┌─ ТЕКСТ ДОКУМЕНТА

Между самой младшей сестрой моей и мною была разница в семь лет, а тут вдруг появлялась у меня сестра, да еще со странной, какой-то необыкновенной степенью родства: бывают родные, бывают двоюродные, даже троюродная сестра, а тут вдруг – «молочная»! И я очень любил Шуру, и заботился о ней, дарил ей игрушки, качался с нею на качелях. Она, впрочем, была года на три – или больше – старше меня. Шуру оставляли у нас гостить. Потом ее увозили опять в деревню, снабдив подарками, ситцем на платье, платками и т. п. Степана так не одаривали подарками для его жены, детей и для него самого. От няни я узнавал: «Папаша опять дал кормилицыну брату на корову».
Но я так и не знал, отчего умерла моя кормилица. Улавливал я только – каким-то вторым детским чутьем – рядом с ее именем имя нашего приказчика, жившего в нашем же доме, Ивана Степаныча, – и всегда упоминавший кормилицу хвалил и жалел, а приказчика бранил и осуждал. Дальше я узнал – опять-таки этим вторым слухом, – что у кормилицы родился мальчик, и от этого-то она и умерла. Где мальчик – я не знал.
Второй слух сказал мне правду: бедная моя кормилица увлечена была Иваном Степанычем (это был приказчик с достоинством: чистый, барственный, с холеными усами, щеголевато одетый, вымытый, вычищенный и не первой молодости), понесла, была отвезена в Воспитательный дом, в отделение для рожениц, и там, родив сына, умерла. Мальчик тоже явился не жилец. От мамы – второй мой слух, помнится, уловил даже: «подлый человек» – чистому и пристойному Ивану Степанычу, а горячая моя няня, живая в оценках, нередко смахивала слезу о своей приятельнице-«кормилке» и даже досадовала на нее горькой досадой любви – ненужной казалась всем эта любовь умной, прекрасной, полной нравственных достоинств женщины к человеку, у которого не было достоинства для должного ответа на нее…
Родство мое «молочное» с Шурой соблюдалось во все время моего детства, перешло и в мое отрочество. Деревня тщательно поддерживала родственную связь, строя на ней в некоторой степени свое хозяйственное благополучие, а город связь эту признавал и не тяготился даже распространительному ее толкованию. Помнится, приезжала к нам как-то и жена моего молочного «дяди» Степана, умная, светлолицая баба с ребенком, и также получала дары от матери и отца.
Это «молочное родство» отошло теперь в область далекого предания, и потому стоит сказать о нем несколько слов.

└─
┌─ ИЗВЛЕЧЁННЫЕ СТРОКИ

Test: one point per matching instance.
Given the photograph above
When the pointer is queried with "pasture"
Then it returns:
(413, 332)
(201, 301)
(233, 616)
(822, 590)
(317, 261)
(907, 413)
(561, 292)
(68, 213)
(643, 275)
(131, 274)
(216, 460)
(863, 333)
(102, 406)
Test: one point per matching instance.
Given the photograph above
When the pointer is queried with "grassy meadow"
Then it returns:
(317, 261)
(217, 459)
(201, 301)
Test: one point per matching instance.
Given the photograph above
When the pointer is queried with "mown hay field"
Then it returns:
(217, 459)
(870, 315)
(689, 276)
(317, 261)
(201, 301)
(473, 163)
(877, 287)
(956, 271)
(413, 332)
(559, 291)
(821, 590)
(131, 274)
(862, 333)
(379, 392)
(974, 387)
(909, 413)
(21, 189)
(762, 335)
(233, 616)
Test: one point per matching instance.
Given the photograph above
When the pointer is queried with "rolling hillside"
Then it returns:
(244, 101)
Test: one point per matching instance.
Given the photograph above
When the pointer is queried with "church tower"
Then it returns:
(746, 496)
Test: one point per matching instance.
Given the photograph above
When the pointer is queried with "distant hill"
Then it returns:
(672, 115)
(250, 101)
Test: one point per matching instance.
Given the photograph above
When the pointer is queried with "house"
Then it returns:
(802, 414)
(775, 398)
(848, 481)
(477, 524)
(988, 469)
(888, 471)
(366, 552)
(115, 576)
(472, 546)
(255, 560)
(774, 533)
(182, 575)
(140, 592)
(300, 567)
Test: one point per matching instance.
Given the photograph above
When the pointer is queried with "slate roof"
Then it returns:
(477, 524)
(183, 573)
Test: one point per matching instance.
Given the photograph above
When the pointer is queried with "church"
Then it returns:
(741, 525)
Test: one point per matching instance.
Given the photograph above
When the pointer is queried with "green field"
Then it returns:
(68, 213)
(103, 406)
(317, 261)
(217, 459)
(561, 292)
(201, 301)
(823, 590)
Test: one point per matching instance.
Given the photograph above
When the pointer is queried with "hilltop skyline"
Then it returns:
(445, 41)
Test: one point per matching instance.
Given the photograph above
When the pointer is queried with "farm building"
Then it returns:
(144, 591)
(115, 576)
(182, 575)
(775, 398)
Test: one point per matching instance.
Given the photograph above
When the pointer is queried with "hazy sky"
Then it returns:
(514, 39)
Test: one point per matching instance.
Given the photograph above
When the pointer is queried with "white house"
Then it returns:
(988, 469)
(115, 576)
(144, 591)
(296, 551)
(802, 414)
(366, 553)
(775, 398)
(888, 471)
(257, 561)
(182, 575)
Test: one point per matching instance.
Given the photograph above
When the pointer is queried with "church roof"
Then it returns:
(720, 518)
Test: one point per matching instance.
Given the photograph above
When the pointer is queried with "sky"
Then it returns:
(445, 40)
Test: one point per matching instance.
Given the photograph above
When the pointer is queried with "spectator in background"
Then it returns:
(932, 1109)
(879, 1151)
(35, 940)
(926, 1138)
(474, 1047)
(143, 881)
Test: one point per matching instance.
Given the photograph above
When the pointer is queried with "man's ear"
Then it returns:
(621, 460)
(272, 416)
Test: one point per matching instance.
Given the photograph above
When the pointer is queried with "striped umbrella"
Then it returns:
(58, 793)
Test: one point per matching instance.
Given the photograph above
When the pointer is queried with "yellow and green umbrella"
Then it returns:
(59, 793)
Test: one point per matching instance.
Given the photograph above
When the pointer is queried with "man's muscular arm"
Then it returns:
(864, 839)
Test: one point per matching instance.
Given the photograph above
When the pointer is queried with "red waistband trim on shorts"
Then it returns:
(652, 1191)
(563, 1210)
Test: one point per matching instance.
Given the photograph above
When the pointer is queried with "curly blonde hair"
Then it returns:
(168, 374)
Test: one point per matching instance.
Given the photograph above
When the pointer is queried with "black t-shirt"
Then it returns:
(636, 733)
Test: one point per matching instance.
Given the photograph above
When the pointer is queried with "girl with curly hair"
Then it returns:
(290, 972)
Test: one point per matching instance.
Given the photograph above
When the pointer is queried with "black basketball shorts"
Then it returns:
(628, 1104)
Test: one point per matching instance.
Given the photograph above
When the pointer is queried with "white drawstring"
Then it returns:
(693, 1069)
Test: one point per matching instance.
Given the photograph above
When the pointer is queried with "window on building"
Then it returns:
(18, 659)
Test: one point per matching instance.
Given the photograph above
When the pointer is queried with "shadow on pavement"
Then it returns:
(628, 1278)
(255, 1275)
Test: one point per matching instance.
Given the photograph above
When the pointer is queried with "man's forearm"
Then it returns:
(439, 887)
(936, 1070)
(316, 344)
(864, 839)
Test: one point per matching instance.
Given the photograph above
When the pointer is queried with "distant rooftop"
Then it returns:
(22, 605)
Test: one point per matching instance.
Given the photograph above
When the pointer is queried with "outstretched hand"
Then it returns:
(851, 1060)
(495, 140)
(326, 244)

└─

ЗАДАНИЕ:
Выпишите из текста о молочном родстве фрагмент от слов «Но я так и не» до слов «мальчик – я не знал.».

ПОЛЕ ОТВЕТА:
Но я так и не знал, отчего умерла моя кормилица. Улавливал я только – каким-то вторым детским чутьем – рядом с ее именем имя нашего приказчика, жившего в нашем же доме, Ивана Степаныча, – и всегда упоминавший кормилицу хвалил и жалел, а приказчика бранил и осуждал. Дальше я узнал – опять-таки этим вторым слухом, – что у кормилицы родился мальчик, и от этого-то она и умерла. Где мальчик – я не знал.